[sheepdog] [PATCH v3 2/8] sheep: make requests with new epoch sleep until epoch is updated

Thu May 24 05:37:45 CEST 2012

From: levin li <xingke.lwp at taobao.com>

If requests comes with epoch newer than system epoch, then
we shouldn't just make it done with result SD_RES_NEW_NODE_VER,
if so, the sender would busy retrying this request, which may
casue CPU too busy to process other request.

We push the requests with new epoch into a wait_epoch_queue to
make it wait for epoch consistency, after epoch changes we wake
up these requests in the queue, which avoids busy retrying.

Signed-off-by: levin li <xingke.lwp at taobao.com>
---
 sheep/group.c      |    1 +
 sheep/recovery.c   |    2 ++
 sheep/sdnet.c      |   28 ++++++++++++++++++++++++----
 sheep/sheep_priv.h |    2 ++
 4 files changed, 29 insertions(+), 4 deletions(-)
:::
Requirement 1
In the patch, what queue holds requests that arrive with a newer epoch?
Requirement 2
Extend the sheepdog epoch patch, starting right after its last line.

Collected data:
:::
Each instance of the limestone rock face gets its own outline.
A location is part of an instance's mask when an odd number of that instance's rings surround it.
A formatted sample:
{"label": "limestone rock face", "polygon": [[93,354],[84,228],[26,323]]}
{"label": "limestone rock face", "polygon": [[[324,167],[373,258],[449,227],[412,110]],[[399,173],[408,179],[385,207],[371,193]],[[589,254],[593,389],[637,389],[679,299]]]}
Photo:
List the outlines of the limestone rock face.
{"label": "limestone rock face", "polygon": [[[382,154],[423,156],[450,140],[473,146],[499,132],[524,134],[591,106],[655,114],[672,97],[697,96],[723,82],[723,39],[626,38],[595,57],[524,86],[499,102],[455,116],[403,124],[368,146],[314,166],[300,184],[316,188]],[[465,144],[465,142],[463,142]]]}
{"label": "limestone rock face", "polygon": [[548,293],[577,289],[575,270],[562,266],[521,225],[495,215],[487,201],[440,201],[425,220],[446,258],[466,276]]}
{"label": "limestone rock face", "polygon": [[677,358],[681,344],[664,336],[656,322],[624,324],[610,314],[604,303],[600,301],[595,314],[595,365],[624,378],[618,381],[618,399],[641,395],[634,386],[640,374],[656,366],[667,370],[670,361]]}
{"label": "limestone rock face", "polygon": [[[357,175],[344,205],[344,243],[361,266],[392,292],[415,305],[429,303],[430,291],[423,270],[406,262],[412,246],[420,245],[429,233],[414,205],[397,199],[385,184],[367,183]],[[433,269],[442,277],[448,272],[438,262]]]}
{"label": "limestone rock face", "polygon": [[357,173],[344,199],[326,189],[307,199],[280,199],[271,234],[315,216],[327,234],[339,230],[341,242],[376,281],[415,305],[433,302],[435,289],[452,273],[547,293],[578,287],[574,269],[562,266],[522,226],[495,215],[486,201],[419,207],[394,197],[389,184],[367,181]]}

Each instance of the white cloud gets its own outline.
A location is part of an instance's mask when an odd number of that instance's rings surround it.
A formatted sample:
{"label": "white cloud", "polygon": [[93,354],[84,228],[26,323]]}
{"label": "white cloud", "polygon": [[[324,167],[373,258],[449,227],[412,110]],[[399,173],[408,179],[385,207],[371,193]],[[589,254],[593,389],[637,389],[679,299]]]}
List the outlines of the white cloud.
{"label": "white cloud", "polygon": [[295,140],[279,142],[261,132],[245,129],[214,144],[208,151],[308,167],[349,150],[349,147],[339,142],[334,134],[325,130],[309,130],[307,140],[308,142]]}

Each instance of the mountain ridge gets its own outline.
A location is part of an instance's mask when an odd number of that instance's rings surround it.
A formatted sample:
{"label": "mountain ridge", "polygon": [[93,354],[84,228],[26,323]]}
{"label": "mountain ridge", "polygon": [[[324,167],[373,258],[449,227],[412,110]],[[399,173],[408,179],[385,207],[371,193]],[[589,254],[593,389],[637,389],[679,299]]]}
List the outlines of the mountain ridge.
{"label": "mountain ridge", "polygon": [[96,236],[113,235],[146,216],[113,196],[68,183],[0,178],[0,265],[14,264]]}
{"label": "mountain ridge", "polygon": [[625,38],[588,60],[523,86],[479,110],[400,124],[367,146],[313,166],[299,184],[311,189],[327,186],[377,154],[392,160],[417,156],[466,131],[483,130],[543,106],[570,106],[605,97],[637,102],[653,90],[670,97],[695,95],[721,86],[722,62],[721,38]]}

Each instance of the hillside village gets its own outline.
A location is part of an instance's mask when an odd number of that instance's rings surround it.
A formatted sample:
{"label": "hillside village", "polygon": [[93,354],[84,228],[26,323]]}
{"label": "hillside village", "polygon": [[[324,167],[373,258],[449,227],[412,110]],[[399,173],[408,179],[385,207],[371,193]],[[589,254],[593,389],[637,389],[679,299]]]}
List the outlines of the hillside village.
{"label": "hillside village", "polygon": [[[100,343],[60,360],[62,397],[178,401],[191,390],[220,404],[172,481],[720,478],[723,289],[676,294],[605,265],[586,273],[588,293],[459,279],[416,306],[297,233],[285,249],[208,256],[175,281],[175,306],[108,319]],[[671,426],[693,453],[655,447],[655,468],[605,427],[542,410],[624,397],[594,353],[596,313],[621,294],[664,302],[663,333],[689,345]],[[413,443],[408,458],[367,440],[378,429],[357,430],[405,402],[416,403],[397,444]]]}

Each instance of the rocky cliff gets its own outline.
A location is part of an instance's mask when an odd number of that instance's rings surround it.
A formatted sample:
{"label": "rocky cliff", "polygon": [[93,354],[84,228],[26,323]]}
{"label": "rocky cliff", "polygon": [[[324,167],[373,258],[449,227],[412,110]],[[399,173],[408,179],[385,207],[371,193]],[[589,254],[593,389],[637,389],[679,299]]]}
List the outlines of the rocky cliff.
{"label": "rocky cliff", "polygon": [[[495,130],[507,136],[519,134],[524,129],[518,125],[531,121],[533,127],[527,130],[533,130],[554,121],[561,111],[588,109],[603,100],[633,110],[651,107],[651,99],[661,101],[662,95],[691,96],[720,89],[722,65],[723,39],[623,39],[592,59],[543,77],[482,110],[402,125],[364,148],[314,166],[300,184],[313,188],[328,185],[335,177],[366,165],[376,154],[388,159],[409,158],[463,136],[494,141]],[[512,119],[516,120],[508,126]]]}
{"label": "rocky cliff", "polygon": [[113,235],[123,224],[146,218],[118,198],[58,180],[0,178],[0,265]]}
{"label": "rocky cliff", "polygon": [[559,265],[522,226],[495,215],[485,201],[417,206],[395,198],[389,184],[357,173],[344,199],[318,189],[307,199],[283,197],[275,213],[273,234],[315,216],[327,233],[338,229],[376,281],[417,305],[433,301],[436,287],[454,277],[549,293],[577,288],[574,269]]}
:::
Answer 1
The wait_epoch_queue.

Answer 2
diff --git a/sheep/group.c b/sheep/group.c
index e2632ac..8673b7a 100644
--- a/sheep/group.c
+++ b/sheep/group.c
@@ -1381,6 +1381,7 @@ int create_cluster(int port, int64_t zone, int nr_vnodes)
 
 	INIT_LIST_HEAD(&sys->request_queue);
 	INIT_LIST_HEAD(&sys->event_queue);
+	INIT_LIST_HEAD(&sys->wait_rw_queue);
 
 	ret = send_join_request(&sys->this_node);
 	if (ret != 0)
diff --git a/sheep/recovery.c b/sheep/recovery.c
index f341fc6..de4bc62 100644
--- a/sheep/recovery.c
+++ b/sheep/recovery.c
@@ -692,5 +692,7 @@ int start_recovery(uint32_t epoch)
 		queue_work(sys->recovery_wqueue, &rw->work);
 	}
 
+	resume_wait_epoch_requests();
+
 	return 0;
 }
diff --git a/sheep/sdnet.c b/sheep/sdnet.c
index 5e9cb3b..cd3311e 100644
--- a/sheep/sdnet.c
+++ b/sheep/sdnet.c
@@ -174,14 +174,23 @@ static int check_epoch(struct request *req)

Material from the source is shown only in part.